Text excerpt =>
** start **
Instead of specifying the date range, you can instead specify the issue range using issue_key_lower_bound and issue_key_upper_bound to retrieve only JIRA issues with the issue key between these bounds. These parameters need to be specified in accordance with the issue key format relevant to your project. The default format is -. An example is if issue_key_lower_bound is set to "GERONIMO-740" and issue_key_upper_bound is set to "GERONIMO-6000", then only issues with issue keys between these two issue keys will be retrieved.

Some special cases are also possible: If both lower and upper bound are set to NULL, then all issues will be retrieved as the request will not be bounded.

If issues with issue key greater than an issue key value are desired, set issue_key_upper_bound to NULL and issue_key_lower_bound to the issue key value.

If issues with issue key less than an issue key value are desired, set issue_key_upper_bound to the issue key and issue_key_lower_bound to NULL.

In the subsequent codeblock, note we also include a new field, comment. This inclusion makes it so comments data is also downloaded. The comment field can also be included on any downloader or discussed in this Notebook. We also use a different folder path here, save_folder_path = save_path_issue_tracker_issue_comments, which you should have specified on your project configuration file. We separate issues with and without comments for simplicity and clarity into separate folders.
** end **
Task 1 => In the text excerpt above, could you rewrite the paragraph that begins "In the subsequent codeblock" as a short list that keeps its main facts?
Task 2 => How many lines of the listing below contain the string "query"? Case counts, and only the number is wanted.

Records for this task =>
** start **
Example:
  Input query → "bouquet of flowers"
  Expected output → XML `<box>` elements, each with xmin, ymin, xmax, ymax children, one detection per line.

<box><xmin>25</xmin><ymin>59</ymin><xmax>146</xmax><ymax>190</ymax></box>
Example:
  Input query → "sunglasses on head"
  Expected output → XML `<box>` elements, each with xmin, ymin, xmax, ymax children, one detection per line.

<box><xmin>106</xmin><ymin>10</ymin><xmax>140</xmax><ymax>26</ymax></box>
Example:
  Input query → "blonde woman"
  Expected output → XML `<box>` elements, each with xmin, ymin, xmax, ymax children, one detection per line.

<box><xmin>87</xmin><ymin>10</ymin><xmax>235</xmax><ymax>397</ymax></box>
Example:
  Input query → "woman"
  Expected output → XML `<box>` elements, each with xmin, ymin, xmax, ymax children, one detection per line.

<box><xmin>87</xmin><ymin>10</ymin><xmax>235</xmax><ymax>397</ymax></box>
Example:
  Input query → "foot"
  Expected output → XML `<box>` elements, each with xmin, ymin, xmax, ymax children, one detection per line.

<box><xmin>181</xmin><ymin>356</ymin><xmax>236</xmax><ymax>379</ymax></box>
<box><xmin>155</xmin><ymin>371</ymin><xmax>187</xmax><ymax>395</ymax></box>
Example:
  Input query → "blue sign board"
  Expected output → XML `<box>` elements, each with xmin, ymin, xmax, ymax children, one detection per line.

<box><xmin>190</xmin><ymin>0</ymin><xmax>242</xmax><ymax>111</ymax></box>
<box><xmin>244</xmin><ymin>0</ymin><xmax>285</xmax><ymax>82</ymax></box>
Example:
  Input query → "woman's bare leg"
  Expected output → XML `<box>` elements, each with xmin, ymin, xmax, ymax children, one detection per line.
** end **
Final result 1 =>
- The codeblock adds a new field, comment, so comments data is also downloaded.
- The comment field can also be included on any downloader in this Notebook.
- The codeblock uses a different folder path, save_folder_path = save_path_issue_tracker_issue_comments, which should be specified in the project configuration file.
- For simplicity and clarity, issues with and without comments go into separate folders.

Final result 2 => 7